#### Your task:
The required answer is an exact copy of every entry underneath.

#### Data supplied:
□ □ □ □ □ □ □

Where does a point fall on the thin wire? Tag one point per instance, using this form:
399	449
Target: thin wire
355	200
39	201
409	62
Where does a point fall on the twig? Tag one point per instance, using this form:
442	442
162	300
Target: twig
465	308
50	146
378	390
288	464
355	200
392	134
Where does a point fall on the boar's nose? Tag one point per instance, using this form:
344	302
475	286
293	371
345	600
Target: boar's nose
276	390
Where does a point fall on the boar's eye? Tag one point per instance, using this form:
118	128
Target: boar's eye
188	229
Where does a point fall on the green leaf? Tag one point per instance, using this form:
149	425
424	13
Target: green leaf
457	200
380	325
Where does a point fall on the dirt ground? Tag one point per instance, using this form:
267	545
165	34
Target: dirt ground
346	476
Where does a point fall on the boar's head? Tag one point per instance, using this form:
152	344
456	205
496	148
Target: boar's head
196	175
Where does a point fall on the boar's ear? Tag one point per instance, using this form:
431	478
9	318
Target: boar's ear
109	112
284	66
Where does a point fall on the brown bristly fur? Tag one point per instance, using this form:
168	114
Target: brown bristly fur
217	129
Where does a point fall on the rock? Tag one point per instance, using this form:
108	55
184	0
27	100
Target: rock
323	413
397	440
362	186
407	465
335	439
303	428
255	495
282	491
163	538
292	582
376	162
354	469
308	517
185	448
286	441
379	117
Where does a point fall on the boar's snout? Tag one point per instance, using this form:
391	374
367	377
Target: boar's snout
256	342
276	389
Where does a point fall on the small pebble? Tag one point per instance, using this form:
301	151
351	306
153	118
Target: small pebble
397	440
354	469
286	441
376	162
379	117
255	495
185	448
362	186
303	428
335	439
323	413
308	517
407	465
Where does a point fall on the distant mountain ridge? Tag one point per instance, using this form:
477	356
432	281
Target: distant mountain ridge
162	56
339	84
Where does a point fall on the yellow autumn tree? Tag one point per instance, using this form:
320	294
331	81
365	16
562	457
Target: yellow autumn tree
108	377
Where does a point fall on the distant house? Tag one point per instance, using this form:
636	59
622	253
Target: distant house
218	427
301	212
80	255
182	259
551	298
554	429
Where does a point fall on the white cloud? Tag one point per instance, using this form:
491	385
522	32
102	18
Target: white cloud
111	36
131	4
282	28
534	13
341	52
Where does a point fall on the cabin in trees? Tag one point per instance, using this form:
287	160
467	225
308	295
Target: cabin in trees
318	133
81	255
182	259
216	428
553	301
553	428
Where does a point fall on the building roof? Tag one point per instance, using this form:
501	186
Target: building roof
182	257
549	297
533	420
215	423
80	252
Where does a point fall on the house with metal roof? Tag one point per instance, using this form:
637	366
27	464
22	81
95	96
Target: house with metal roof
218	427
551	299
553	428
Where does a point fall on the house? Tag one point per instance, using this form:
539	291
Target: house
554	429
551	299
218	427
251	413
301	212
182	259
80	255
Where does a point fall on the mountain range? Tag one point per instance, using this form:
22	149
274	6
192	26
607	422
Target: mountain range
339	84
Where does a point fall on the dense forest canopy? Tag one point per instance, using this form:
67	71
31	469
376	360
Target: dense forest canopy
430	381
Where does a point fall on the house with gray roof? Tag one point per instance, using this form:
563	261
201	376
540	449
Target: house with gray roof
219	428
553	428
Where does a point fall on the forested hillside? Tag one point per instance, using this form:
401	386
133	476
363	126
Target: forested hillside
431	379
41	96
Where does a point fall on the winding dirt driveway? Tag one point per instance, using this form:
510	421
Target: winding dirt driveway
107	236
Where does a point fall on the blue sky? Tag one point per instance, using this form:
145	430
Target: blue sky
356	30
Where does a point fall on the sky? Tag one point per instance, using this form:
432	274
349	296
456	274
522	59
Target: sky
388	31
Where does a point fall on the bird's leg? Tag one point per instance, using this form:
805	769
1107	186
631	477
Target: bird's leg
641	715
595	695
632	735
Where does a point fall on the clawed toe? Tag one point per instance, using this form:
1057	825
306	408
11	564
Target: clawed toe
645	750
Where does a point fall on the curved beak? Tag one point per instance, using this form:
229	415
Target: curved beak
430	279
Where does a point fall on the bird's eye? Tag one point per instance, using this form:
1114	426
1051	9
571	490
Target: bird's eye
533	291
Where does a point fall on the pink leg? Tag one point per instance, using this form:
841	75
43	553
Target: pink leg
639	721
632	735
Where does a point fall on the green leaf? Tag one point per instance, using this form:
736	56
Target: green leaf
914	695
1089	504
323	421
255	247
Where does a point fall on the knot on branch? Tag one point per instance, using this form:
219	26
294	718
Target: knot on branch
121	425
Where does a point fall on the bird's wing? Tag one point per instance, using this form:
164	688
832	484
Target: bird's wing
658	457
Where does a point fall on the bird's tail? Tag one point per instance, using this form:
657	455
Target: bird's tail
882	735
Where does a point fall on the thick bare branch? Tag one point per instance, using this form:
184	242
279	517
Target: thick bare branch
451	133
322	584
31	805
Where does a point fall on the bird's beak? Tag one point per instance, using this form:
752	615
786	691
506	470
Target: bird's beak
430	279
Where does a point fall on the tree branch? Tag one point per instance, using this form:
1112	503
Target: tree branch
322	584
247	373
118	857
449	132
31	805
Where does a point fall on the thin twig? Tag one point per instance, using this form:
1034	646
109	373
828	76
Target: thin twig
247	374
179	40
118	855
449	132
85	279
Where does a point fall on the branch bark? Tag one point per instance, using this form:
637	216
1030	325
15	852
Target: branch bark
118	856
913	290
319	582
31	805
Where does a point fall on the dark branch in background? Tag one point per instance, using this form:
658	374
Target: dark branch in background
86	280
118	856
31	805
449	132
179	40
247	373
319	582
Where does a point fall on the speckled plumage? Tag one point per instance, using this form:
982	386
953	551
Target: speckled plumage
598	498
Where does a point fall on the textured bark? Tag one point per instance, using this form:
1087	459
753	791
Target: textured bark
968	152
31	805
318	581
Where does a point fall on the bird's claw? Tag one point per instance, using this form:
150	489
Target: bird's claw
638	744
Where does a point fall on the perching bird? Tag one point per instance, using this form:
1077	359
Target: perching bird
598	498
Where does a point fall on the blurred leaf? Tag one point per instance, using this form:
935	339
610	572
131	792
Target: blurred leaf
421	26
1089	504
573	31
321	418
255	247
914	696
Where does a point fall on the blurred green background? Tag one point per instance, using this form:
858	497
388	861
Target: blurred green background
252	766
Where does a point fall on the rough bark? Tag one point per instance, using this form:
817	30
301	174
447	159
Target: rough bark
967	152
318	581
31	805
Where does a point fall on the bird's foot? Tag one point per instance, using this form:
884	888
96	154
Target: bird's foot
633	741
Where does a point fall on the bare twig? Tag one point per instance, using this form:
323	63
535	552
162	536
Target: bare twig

□ □ □ □ □ □ □

#### Worked solution:
Where does a point fall on the thin wire? Tag one point per instance, using this form:
399	449
Target: thin wire
355	200
39	201
409	62
Where does a point fall on the twig? Tag one point per instance, using this form:
442	442
162	300
Target: twig
465	308
50	146
378	390
288	464
355	200
392	134
Where does a point fall on the boar's nose? Tag one point per instance, using this form:
344	302
475	286
293	371
345	600
Target: boar's nose
276	390
Where does a point fall on the boar's eye? Tag one point per instance, using this form:
118	128
Target: boar's eye
188	229
Where does a point fall on the green leaf? Tag one point per instance, using this form:
149	425
424	13
Target: green leaf
457	200
380	325
Where does a point fall on the dirt ground? Tag one point per instance, using this form:
267	545
165	34
Target: dirt ground
346	476
Where does a point fall on the boar's head? Tag one point per instance, using this form:
152	344
456	205
496	148
Target: boar's head
196	175
Where does a point fall on the boar's ear? Tag one point per instance, using this form:
431	478
9	318
Target: boar's ear
109	112
284	66
Where does a point fall on the brown bristly fur? Tag one point per instance, using this form:
168	114
Target: brown bristly fur
217	129
Where does a point fall on the rock? Tag one point per instance, using this form:
108	55
184	0
27	100
Target: rock
323	413
397	440
362	186
407	465
335	439
303	428
255	495
282	491
163	538
292	582
376	162
354	469
308	517
185	448
286	441
379	117
Where does a point fall on the boar's snout? Tag one point per instance, using this form:
391	374
367	377
Target: boar's snout
256	342
276	389
Where does a point fall on the small pebble? Tag one point per instance, using this form:
301	151
351	306
153	118
Target: small pebble
397	440
354	469
286	441
376	162
379	117
255	495
185	448
362	186
303	428
335	439
323	413
308	517
407	465
Where does a point fall on the distant mountain ridge? Tag one point per instance, using this form:
477	356
432	281
Target: distant mountain ridge
162	56
339	84
Where does a point fall on the yellow autumn tree? Tag one point per instance, using this form:
320	294
331	81
365	16
562	457
Target: yellow autumn tree
108	377
Where does a point fall on the distant house? Tag one point per instance, using this form:
636	59
622	253
Target: distant house
218	427
301	212
80	255
182	259
551	298
554	429
Where does a point fall on the white cloud? Tag one point per instance, using this form:
491	385
522	32
102	18
Target: white cloud
111	36
131	4
282	28
534	13
341	52
Where does a point fall on the cabin in trees? Tag one point per instance, using this form:
287	160
467	225
308	295
Target: cabin in trees
318	133
81	255
182	259
216	428
553	301
553	428
Where does a point fall on the building roof? Tag one point per instance, using this form:
501	186
Target: building roof
182	257
549	297
533	420
215	423
80	252
Where does a point fall on the house with metal roof? Tag one point per instance, using this form:
637	366
27	464
22	81
95	96
Target: house with metal roof
218	427
551	299
553	428
Where does a point fall on the house? Tag one point per instance, using this form:
539	291
Target: house
554	429
551	299
218	427
251	413
301	212
182	259
80	255
Where does a point fall on the mountain range? Tag one point per instance, using this form:
22	149
274	6
192	26
607	422
Target: mountain range
339	84
Where does a point fall on the dense forest canopy? Tag one point per instance, using this form:
67	71
31	469
376	360
Target: dense forest canopy
430	381
Where does a point fall on the house with gray roof? Tag one point per instance, using this form:
563	261
201	376
540	449
Target: house with gray roof
219	428
553	428
Where does a point fall on the forested hillside? Tag one point per instance, using this form:
401	386
133	476
363	126
Target: forested hillside
431	379
41	96
Where does a point fall on the winding dirt driveway? Tag one point per instance, using this form:
510	421
Target: winding dirt driveway
107	236
Where does a point fall on the blue sky? Tag one point per instance, using this form:
145	430
Target: blue sky
356	30
Where does a point fall on the sky? Tag one point per instance, using this form:
432	274
349	296
456	274
522	59
Target: sky
388	31
Where does a point fall on the bird's leg? Tag one point per instance, using this form:
805	769
1107	186
631	477
Target: bird's leg
641	715
595	695
632	735
Where does a point fall on the clawed toe? Tag one point per instance, using this form:
1057	825
306	408
11	564
Target: clawed toe
645	750
Where does a point fall on the curved beak? Tag one point per instance, using this form:
229	415
Target: curved beak
430	279
Where does a point fall on the bird's eye? Tag one point per instance, using this form:
1114	426
1051	9
571	490
Target: bird's eye
533	291
Where does a point fall on the pink leg? Tag one point per instance, using this form:
841	75
43	553
Target: pink leg
639	721
632	735
Where does a point fall on the green leaf? Tag one point per instance, using this form:
736	56
Target: green leaf
914	695
1089	504
323	421
255	247
Where does a point fall on the knot on branch? Tag one point per instance, using this form:
219	26
294	718
Target: knot on branch
121	425
Where does a point fall on the bird's wing? Tag one point per instance, using this form:
164	688
832	484
Target: bird's wing
658	457
Where does a point fall on the bird's tail? Tag one point per instance, using this form:
657	455
Target: bird's tail
882	735
Where does a point fall on the thick bare branch? Tag one point per instance, using this form:
184	242
279	517
Target: thick bare branch
451	133
322	584
31	805
Where does a point fall on the bird's beak? Tag one point per instance, using this form:
752	615
786	691
506	470
Target: bird's beak
430	279
Where does a point fall on the tree branch? Tag one point per instance, using this form:
1112	503
Target: tree branch
322	584
247	373
118	857
449	132
31	805
Where does a point fall on the thin twig? Tag one point per instance, using this form:
1034	646
109	373
828	76
Target: thin twig
247	374
179	40
118	855
449	132
85	279
Where does a point fall on the branch bark? Tag one point per instance, using this form:
637	216
1030	325
15	852
Target: branch bark
118	856
913	290
319	582
31	805
Where does a point fall on the dark branch in background? Tag one point per instance, using this form:
658	374
Target: dark branch in background
86	280
118	856
31	805
449	132
179	40
247	373
319	582
Where does a point fall on the speckled plumage? Tag one point per instance, using this form:
982	386
953	551
Target: speckled plumage
598	498
Where does a point fall on the textured bark? Tag one point per instance, using this form:
1087	459
753	791
Target: textured bark
968	152
31	805
318	581
Where does a point fall on the bird's claw? Tag one point per instance, using this form:
150	489
Target: bird's claw
638	744
Where does a point fall on the perching bird? Tag one point per instance, using this form:
1077	359
Target: perching bird
598	498
Where does a point fall on the blurred leaf? Tag one point per instance, using this form:
935	339
610	572
131	792
Target: blurred leaf
421	26
1089	504
573	31
321	418
255	247
914	696
Where does a point fall on the blurred green background? Tag one point per instance, using this form:
858	497
388	861
Target: blurred green background
252	766
Where does a point fall on the rough bark? Tag one point per instance, using this form:
817	30
301	174
447	159
Target: rough bark
967	152
318	581
31	805
Where does a point fall on the bird's foot? Tag one point per instance, using this form:
884	888
96	154
Target: bird's foot
633	741
Where does a point fall on the bare twig? Tag one point per instance, using this form:
323	63
535	552
162	536
Target: bare twig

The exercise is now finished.